_Problem_. Report every line of the listing that contains the word "roof", counting a line only when the case matches.
- - -
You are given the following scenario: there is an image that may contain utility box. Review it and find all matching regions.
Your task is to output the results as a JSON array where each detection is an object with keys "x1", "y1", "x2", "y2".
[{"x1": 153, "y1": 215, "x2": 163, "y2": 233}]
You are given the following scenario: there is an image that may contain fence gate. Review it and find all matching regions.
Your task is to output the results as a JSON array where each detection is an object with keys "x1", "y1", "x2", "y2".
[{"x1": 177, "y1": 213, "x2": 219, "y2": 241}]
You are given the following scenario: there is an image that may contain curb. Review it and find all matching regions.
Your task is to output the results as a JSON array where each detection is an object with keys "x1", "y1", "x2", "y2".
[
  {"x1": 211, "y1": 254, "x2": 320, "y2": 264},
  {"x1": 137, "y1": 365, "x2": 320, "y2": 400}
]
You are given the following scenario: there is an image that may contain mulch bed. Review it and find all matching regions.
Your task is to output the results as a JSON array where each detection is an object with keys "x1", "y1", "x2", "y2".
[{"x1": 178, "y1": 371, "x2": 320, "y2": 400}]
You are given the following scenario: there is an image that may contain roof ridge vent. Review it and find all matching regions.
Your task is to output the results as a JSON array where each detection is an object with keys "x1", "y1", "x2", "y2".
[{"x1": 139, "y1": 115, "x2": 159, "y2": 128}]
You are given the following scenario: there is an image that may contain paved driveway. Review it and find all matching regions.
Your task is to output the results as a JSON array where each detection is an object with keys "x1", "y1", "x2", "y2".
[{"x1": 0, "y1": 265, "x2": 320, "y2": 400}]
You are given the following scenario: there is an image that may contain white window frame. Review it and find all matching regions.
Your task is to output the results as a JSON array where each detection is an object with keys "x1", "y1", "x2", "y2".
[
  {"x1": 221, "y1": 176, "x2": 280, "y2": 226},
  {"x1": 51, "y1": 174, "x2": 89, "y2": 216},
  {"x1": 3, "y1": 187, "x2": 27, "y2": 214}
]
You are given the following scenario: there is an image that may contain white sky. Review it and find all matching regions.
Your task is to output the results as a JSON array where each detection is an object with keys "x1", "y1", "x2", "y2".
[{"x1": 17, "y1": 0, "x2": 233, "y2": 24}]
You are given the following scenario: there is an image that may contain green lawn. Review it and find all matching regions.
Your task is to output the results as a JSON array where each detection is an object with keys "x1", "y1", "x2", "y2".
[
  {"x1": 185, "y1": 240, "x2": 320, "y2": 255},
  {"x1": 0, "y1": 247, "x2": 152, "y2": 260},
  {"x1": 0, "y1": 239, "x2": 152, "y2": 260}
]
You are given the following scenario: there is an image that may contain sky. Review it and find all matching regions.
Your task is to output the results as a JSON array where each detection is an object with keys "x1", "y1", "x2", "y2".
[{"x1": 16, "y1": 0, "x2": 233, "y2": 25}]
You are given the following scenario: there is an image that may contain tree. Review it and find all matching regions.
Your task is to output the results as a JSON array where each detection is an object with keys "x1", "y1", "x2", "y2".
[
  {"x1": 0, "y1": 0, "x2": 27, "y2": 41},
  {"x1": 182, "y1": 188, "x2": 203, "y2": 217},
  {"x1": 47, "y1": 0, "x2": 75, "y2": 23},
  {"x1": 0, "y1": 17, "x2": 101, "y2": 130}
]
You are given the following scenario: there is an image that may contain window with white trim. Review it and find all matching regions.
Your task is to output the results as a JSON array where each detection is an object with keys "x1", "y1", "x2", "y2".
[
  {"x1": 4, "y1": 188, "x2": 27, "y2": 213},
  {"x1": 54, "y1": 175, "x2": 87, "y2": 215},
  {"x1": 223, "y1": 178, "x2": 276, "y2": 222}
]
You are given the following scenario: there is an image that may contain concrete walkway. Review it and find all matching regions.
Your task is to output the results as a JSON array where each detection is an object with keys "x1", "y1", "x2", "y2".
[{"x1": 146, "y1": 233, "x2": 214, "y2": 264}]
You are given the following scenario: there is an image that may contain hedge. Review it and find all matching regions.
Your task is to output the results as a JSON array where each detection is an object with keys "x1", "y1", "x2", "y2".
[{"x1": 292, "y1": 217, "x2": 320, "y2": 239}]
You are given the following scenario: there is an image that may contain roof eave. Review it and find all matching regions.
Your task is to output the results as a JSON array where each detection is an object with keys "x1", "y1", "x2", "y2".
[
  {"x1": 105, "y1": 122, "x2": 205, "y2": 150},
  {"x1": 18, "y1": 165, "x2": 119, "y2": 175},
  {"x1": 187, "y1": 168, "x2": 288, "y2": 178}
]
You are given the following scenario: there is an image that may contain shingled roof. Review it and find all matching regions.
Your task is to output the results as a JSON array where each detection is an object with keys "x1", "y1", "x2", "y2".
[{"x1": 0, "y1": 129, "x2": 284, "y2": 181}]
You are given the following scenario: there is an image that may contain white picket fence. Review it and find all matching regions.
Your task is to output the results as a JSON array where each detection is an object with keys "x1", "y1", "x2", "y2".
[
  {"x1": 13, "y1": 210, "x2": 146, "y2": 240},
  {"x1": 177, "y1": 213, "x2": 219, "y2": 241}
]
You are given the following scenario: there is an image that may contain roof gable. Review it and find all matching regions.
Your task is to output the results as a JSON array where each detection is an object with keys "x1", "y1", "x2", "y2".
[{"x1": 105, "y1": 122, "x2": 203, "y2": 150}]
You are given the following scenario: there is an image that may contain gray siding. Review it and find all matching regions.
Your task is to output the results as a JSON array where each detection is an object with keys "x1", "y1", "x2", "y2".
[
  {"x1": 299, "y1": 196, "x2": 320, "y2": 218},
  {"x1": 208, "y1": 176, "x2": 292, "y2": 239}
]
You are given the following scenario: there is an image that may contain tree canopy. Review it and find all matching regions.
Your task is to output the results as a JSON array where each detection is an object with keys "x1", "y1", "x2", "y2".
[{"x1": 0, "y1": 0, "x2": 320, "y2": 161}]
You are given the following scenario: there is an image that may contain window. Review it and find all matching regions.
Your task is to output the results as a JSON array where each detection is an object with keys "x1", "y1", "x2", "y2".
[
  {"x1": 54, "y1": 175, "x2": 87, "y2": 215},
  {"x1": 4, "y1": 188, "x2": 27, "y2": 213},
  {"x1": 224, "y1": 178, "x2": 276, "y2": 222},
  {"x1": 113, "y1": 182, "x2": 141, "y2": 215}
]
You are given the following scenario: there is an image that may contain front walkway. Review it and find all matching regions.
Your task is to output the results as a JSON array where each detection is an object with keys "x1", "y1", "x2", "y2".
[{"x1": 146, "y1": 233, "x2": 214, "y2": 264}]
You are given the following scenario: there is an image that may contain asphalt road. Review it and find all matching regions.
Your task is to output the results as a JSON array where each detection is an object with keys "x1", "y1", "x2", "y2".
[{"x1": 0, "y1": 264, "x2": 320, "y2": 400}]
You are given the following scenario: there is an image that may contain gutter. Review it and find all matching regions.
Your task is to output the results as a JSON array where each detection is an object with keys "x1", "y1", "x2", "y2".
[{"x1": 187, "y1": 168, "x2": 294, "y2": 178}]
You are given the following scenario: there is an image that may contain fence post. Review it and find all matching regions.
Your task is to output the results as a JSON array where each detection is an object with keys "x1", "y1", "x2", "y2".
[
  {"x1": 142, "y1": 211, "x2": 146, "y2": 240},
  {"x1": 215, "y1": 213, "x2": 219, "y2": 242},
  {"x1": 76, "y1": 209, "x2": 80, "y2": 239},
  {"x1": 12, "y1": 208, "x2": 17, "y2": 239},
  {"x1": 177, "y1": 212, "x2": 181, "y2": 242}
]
- - -
_Response to this exercise_.
You are given the following scenario: there is an image that may contain roof ridge vent. Review it and find all matching regions.
You are given the following scenario: there is an image that may contain roof eave. Review it and find all matching regions.
You are given the following scenario: there is an image that may contain shingled roof. Review it and find all matching regions.
You are given the following scenario: there is an image that may contain roof gable. Review it and find all matching regions.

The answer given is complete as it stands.